Prompt:
All lines of the entries with "dark" in them must be listed.

Supplied material:
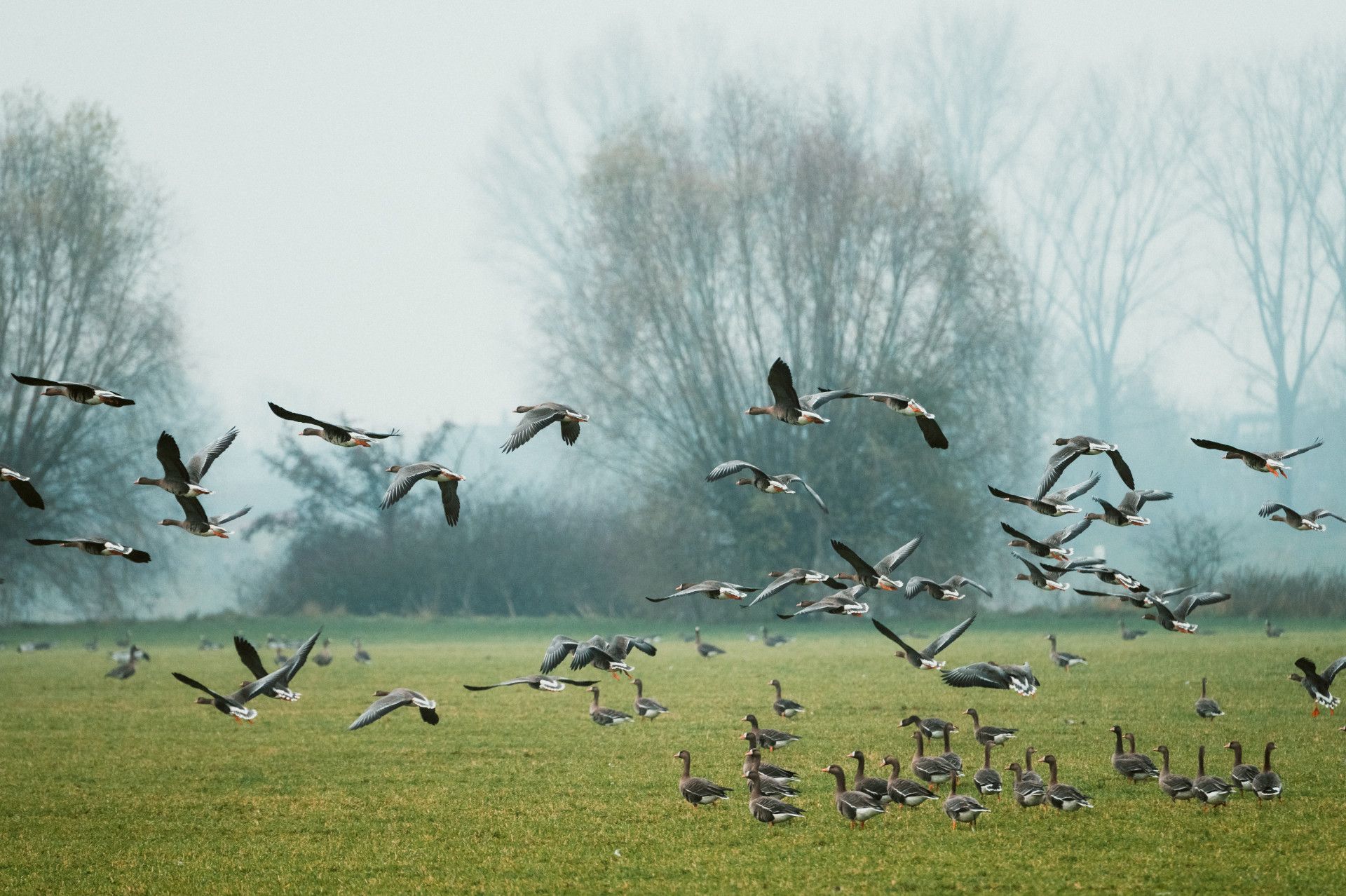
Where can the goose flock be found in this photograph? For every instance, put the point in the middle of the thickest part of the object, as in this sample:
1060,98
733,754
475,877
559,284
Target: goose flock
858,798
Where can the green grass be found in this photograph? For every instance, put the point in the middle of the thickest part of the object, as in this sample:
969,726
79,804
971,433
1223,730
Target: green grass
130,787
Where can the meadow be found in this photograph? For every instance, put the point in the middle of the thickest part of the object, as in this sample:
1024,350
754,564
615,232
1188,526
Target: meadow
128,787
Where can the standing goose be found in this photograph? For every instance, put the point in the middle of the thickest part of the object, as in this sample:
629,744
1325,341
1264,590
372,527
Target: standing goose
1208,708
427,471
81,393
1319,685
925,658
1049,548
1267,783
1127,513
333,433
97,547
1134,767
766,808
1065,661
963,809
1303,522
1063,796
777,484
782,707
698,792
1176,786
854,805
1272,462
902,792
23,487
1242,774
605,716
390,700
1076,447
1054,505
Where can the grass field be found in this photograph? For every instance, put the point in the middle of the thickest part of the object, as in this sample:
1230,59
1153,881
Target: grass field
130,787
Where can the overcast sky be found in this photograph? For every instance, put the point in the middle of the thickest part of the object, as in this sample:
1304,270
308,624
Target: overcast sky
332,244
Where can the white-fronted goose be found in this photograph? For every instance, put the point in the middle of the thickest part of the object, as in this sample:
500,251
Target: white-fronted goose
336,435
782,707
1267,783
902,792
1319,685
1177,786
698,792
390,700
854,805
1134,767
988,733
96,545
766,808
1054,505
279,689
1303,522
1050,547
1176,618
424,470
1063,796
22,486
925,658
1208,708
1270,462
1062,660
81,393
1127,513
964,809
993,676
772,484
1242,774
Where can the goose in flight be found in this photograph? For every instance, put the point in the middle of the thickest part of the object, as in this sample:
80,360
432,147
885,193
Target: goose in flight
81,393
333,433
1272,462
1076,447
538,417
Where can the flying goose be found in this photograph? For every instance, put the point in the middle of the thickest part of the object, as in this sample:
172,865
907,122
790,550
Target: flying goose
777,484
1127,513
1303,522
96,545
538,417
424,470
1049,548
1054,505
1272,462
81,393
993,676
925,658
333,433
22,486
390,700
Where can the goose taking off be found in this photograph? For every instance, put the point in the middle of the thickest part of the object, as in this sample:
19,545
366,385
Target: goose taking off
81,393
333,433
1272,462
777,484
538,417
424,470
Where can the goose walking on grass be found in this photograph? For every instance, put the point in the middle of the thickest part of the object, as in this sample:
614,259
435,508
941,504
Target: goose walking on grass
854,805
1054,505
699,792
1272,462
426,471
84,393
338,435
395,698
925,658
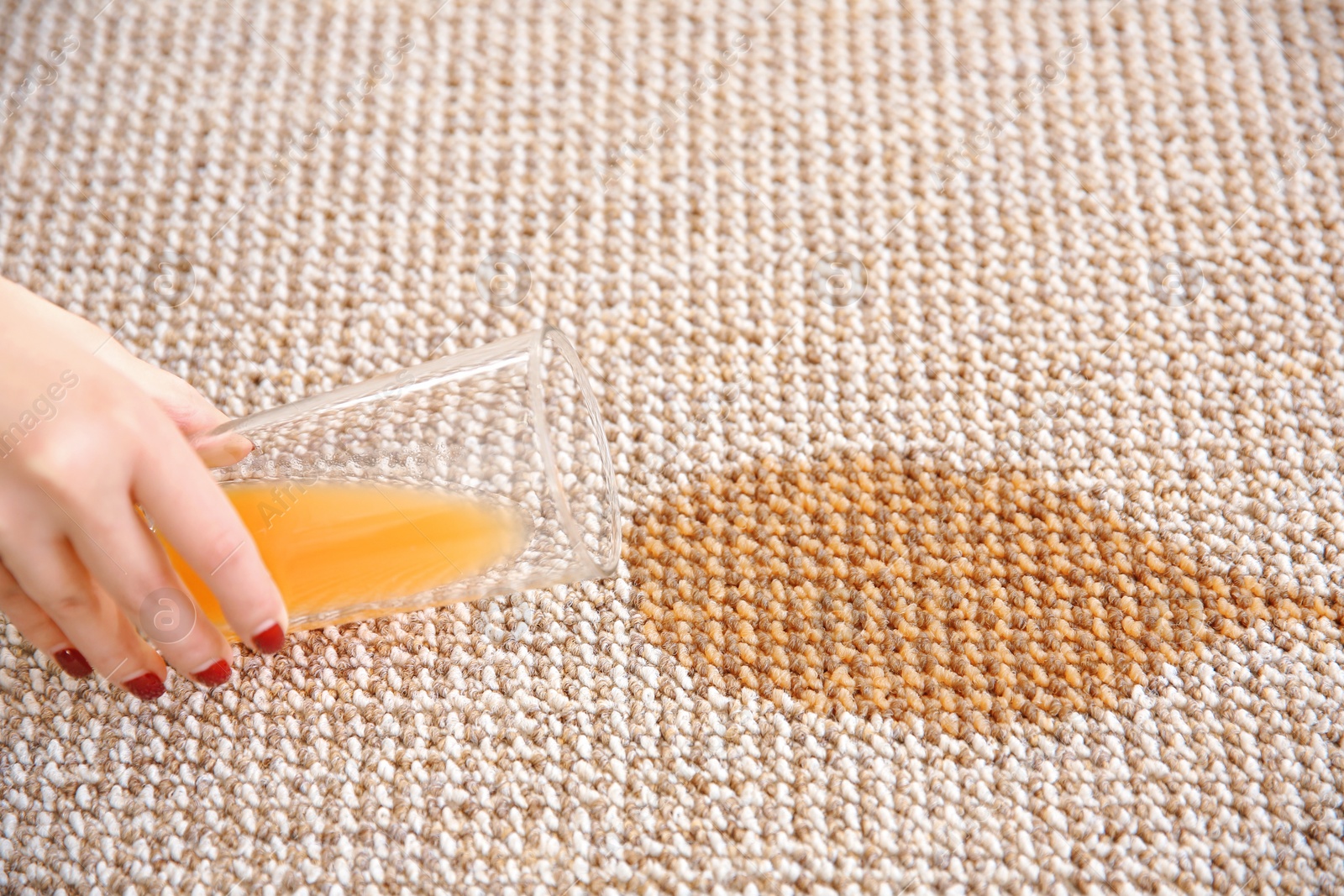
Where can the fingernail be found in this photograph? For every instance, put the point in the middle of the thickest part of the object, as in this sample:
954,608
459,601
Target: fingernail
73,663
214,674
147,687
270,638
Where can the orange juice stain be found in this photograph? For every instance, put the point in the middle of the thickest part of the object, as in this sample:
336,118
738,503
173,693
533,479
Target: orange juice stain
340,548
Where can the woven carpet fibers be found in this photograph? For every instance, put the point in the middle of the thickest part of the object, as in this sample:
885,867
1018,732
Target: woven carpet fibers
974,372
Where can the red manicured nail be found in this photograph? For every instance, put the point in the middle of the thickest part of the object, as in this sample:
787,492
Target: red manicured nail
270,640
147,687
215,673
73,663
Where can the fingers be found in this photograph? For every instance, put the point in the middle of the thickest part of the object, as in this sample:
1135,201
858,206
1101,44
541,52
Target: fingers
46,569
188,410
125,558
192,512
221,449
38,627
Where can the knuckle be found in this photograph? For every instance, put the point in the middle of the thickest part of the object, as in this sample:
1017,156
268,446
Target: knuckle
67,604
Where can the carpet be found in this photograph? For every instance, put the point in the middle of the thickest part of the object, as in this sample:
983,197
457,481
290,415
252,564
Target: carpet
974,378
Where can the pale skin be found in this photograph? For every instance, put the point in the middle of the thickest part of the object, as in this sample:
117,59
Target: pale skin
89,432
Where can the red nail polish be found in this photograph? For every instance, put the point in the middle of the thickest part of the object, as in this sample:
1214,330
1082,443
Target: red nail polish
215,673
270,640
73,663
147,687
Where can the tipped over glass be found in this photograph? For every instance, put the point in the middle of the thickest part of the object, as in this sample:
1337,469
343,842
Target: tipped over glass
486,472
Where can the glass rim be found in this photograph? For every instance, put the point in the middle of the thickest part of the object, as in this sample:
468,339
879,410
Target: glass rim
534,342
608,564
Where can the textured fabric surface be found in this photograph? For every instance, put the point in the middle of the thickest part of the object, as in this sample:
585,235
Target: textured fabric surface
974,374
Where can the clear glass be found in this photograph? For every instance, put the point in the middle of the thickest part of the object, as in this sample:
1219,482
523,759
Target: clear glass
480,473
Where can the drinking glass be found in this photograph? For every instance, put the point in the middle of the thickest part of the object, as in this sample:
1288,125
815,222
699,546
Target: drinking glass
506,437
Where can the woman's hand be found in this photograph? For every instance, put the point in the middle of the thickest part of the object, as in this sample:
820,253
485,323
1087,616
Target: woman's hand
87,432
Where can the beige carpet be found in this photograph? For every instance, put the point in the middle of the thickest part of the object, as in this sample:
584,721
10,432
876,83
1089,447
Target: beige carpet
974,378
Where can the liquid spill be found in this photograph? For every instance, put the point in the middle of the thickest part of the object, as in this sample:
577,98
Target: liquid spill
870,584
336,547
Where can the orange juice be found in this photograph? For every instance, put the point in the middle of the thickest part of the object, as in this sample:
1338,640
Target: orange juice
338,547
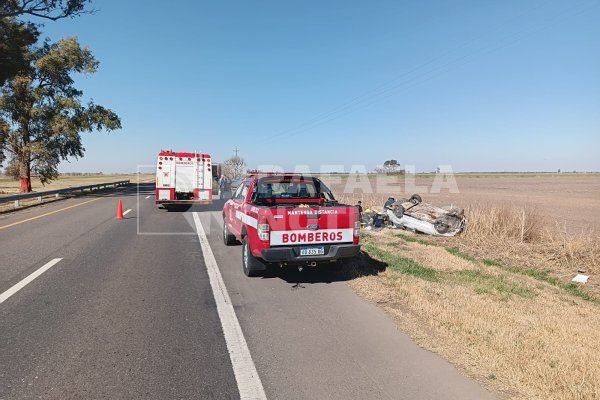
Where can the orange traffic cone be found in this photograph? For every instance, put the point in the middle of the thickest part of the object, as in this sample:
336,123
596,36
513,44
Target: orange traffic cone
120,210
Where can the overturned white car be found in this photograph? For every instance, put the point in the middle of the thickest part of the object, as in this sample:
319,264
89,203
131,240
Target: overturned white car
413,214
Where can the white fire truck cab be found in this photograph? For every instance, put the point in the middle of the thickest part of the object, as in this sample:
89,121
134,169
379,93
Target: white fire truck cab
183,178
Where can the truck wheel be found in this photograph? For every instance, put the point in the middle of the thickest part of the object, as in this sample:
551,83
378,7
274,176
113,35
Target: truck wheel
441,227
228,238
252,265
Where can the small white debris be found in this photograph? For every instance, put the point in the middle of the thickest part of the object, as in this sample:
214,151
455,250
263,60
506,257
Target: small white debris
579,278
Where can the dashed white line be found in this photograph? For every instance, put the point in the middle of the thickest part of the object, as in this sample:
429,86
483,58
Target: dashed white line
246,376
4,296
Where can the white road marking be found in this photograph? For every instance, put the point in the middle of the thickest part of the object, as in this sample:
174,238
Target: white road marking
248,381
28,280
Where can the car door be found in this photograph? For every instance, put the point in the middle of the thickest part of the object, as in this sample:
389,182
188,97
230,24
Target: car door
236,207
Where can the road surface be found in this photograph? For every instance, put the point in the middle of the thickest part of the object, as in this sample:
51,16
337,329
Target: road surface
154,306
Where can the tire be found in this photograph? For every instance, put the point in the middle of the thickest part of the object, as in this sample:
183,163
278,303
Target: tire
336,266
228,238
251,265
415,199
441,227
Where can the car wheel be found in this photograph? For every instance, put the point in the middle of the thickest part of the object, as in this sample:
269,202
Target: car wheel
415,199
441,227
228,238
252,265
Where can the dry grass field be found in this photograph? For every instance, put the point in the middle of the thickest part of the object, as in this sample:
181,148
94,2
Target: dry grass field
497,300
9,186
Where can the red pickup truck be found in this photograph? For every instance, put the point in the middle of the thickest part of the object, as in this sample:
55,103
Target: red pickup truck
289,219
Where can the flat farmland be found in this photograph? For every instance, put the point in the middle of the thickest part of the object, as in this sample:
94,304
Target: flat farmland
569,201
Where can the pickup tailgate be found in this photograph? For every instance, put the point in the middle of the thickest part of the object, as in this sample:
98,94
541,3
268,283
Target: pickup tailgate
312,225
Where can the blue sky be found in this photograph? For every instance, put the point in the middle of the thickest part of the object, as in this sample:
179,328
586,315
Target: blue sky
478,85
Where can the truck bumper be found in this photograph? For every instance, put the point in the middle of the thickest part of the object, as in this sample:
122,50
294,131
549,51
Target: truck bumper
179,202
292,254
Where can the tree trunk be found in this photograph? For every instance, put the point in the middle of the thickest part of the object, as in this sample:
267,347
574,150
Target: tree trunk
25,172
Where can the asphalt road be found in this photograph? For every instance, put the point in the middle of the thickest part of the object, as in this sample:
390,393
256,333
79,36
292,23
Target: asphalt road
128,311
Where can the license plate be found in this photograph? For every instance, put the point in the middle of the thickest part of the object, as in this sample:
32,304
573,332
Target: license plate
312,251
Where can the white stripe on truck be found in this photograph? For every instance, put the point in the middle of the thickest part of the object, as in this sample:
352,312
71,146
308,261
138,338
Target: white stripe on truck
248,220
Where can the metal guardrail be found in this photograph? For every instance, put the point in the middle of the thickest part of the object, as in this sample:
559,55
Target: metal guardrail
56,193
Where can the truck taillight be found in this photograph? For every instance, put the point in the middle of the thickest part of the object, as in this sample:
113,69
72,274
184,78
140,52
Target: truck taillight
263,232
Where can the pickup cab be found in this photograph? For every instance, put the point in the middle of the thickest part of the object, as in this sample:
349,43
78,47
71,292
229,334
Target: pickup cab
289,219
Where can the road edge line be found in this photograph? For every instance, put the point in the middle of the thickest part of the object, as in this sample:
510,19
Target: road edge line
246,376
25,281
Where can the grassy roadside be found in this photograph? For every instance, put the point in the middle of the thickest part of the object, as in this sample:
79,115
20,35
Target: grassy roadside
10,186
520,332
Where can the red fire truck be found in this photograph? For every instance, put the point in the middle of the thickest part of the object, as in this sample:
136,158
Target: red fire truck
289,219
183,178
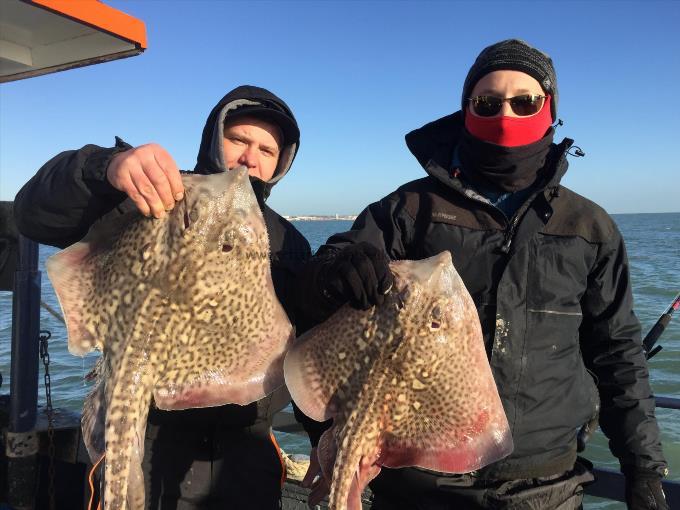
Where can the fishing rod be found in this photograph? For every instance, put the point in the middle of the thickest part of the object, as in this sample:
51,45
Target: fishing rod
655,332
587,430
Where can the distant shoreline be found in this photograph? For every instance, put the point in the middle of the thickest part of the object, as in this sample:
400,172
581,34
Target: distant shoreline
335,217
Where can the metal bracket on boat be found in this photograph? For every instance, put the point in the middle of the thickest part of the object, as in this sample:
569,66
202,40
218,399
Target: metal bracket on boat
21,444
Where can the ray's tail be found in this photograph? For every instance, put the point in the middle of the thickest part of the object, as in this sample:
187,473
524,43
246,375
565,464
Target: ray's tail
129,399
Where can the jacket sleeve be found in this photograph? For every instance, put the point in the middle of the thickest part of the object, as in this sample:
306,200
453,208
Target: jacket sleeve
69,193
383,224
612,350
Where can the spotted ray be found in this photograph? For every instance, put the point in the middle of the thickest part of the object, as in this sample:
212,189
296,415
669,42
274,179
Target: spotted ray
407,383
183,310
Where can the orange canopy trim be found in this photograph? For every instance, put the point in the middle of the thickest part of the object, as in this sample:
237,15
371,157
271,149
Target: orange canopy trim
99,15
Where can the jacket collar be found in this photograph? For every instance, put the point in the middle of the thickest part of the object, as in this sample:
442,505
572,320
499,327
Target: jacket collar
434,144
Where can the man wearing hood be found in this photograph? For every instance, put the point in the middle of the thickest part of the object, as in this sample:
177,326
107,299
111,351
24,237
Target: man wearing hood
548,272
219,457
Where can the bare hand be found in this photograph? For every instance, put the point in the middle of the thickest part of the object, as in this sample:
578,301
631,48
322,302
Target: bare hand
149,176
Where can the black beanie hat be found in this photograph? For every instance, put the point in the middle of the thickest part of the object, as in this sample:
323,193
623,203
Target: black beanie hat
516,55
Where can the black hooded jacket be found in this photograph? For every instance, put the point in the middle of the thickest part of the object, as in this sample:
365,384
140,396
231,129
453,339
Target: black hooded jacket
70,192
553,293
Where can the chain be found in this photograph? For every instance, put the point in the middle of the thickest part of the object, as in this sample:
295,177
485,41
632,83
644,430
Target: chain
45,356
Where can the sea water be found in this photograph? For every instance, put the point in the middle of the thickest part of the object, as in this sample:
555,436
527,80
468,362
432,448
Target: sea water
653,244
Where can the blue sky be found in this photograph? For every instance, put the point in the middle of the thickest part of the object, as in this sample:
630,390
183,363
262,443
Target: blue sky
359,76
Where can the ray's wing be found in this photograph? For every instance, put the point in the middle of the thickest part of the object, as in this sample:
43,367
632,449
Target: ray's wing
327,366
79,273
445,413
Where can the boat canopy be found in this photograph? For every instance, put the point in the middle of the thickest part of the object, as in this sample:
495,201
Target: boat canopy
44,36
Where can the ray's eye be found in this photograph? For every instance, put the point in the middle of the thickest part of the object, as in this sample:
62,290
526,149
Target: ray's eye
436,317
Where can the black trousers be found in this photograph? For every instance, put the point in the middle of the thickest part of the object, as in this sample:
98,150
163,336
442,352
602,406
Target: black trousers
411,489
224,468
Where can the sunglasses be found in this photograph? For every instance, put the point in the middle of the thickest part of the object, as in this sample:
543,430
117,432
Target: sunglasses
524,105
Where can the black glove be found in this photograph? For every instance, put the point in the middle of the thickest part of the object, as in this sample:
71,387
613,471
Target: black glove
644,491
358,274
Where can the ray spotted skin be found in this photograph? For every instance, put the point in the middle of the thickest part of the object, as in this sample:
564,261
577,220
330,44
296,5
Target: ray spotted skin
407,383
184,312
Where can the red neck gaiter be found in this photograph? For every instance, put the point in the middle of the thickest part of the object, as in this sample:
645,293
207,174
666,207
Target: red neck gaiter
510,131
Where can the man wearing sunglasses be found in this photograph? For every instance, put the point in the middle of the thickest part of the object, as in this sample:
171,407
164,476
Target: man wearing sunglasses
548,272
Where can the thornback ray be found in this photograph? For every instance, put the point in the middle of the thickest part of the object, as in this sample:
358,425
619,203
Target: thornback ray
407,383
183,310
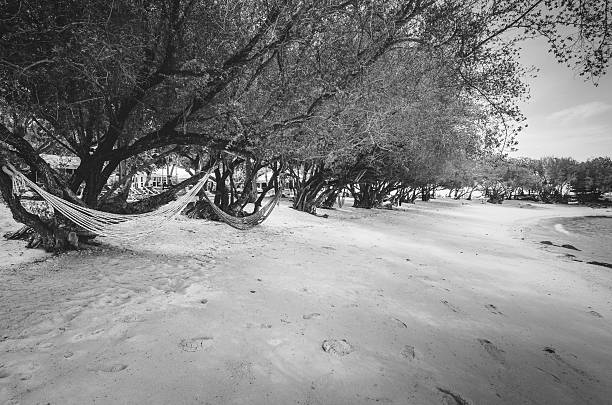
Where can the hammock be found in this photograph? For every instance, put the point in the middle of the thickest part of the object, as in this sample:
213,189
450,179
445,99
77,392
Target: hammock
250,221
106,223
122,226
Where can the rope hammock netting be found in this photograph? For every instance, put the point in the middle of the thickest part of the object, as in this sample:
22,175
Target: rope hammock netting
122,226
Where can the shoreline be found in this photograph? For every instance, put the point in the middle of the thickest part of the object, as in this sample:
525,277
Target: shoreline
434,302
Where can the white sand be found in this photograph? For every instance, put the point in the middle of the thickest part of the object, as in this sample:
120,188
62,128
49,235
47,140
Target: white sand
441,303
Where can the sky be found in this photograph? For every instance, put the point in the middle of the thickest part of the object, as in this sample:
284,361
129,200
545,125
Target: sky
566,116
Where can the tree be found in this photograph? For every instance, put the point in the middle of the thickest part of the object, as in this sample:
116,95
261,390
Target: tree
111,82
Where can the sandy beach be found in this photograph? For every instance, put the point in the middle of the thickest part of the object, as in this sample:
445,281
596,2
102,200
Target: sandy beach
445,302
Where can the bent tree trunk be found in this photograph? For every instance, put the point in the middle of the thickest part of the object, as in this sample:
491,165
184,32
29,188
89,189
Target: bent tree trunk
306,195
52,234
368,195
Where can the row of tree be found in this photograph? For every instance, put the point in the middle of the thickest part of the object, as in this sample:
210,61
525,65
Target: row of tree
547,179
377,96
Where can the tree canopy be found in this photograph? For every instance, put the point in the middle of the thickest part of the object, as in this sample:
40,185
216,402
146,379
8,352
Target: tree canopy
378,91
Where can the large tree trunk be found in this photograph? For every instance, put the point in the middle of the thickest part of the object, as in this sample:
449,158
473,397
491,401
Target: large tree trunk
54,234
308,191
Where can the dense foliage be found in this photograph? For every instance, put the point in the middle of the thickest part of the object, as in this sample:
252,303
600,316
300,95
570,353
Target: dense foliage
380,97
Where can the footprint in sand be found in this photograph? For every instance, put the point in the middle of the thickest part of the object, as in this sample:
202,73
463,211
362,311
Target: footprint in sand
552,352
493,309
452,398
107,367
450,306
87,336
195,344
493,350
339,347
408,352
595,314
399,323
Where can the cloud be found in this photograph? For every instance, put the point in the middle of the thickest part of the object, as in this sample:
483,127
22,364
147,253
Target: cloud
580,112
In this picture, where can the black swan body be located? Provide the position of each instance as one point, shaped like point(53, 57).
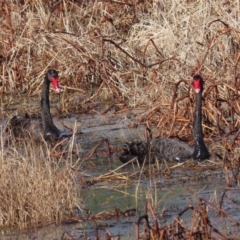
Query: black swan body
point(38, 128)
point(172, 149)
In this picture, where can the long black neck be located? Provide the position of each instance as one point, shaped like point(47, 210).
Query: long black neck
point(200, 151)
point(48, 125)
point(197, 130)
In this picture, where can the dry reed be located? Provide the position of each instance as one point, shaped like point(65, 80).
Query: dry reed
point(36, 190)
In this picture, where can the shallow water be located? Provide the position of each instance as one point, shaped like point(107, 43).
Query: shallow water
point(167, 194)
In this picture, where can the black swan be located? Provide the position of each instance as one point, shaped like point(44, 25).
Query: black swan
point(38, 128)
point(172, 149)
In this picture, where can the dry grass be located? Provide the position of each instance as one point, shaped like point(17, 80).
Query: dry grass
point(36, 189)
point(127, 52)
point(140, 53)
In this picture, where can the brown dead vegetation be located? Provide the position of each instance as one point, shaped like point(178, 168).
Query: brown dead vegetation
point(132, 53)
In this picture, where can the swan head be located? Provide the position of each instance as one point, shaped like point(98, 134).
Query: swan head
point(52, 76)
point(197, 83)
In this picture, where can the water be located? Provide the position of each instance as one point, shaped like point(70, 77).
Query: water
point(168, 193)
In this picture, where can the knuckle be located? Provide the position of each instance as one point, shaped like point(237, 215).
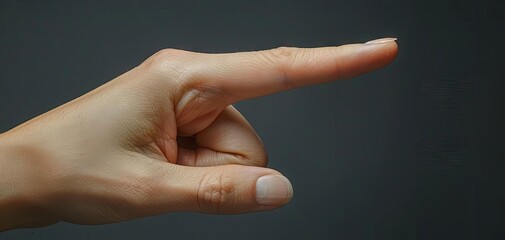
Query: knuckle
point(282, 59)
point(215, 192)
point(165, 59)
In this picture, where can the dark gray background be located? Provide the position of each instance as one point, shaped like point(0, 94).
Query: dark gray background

Answer to the exercise:
In this picture, where can the dark gray background be located? Provide the position of each instance as one point, shaped like point(0, 94).
Query: dark gray background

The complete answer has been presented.